* EXERCISE
Please resume the article below on the Grains Research and Development Corporation's shift toward profitability, picking up right after its final sentence.

* SUPPLIED TEXT
#####

FOR MANY years improvements in grains industry research and development centred on productivity gains, but now it is all about profitability at the Grains Research and Development Corporation (GRDC).
It may seem just a matter of semantics, but the GRDC executive believe the change to a pure profit-focused model will change the organisation for the better.
GRDC chairman John Woods said he was hoping to see tangible benefits delivered to growers in terms of greater productivity and improved pathways to market.
He said the GRDC had been working on partnerships to help deliver these outcomes.
“The GRDC has been actively engaging with international researchers to ensure that new technologies developed elsewhere are delivered
to Australian farms as quickly as possible,” he said.
Mr Woods also pointed to the GRDC’s one off $15 million allocation for R and D infrastructure as a sign of its commitment to working with others in the research sector.
In terms of extension, Mr Woods said the GRDC was committed to expanding its rural footprint.
The Board has considered and approved a strategy to build the capability of the GRDC’s regional offices by recruiting additional staff who have the necessary skills, knowledge and mindset to actively manage our investments and engage with growers and researchers to ensure that investments are delivering returns for growers,” he said.
He said he felt the hub and spoke model used by GRDC in terms of delivering extension was working.
“Feedback received from levy-paying growers since the GRDC’s adoption of the hub-and-spokes model points to strong acceptance of the model.”

#####

* DATASET EXTRACT
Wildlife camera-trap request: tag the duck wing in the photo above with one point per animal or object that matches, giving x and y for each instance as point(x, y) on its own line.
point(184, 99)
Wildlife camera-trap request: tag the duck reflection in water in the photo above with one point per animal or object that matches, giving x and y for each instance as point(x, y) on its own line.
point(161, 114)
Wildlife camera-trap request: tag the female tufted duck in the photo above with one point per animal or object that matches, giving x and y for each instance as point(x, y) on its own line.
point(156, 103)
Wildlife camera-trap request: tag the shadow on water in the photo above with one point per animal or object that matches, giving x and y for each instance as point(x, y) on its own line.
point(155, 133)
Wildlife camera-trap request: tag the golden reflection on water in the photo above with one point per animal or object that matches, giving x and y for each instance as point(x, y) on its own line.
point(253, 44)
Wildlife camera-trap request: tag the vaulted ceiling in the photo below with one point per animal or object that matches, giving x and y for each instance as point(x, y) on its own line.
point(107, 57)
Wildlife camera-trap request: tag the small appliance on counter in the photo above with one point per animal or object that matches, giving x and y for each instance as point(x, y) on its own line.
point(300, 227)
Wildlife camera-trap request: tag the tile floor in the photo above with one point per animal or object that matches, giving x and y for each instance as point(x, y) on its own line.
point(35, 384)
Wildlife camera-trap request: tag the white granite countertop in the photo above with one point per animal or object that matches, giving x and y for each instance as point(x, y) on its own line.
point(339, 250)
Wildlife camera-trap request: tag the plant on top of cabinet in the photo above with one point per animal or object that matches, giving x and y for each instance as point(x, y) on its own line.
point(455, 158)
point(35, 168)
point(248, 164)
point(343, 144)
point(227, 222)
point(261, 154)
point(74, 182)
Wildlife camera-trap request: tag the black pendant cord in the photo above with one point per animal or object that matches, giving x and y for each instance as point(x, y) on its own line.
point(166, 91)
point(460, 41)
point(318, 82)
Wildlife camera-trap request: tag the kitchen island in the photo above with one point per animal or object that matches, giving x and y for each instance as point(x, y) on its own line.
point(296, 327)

#####

* ANSWER SECTION
GRDC managing director Steve Jefferies said the organisation had needed to change the way it operated in order to deliver a better return on grower and government investment.
He said the GRDC had now been restructured in a bid to optimise opportunities.
“In tandem with the adoption of a continuous investment cycle,
the new structure positions the GRDC to deliver innovation with the power to transform the profit drivers of Australian grains production,” Dr Jefferies said.
Dr Jefferies said services such as the regional advisory panels and the regional cropping solutions were part of providing solutions to growers at a local level.
In terms of research priorities, Dr Jefferies said investments ranged from short-term, solution-orientated projects, such as compiling trial results to improve understanding of plant available nutrients, to long-term projects on issues such as water use efficiency, genetic bases of heat tolerance in wheat, and the development of new chemistries to combat difficult weeds.
Blue sky research is also being undertaken on topics such as automation, robotics and industrial products, such as bioplastics.
Dr Jefferies said it was important to look at potentially transformative research.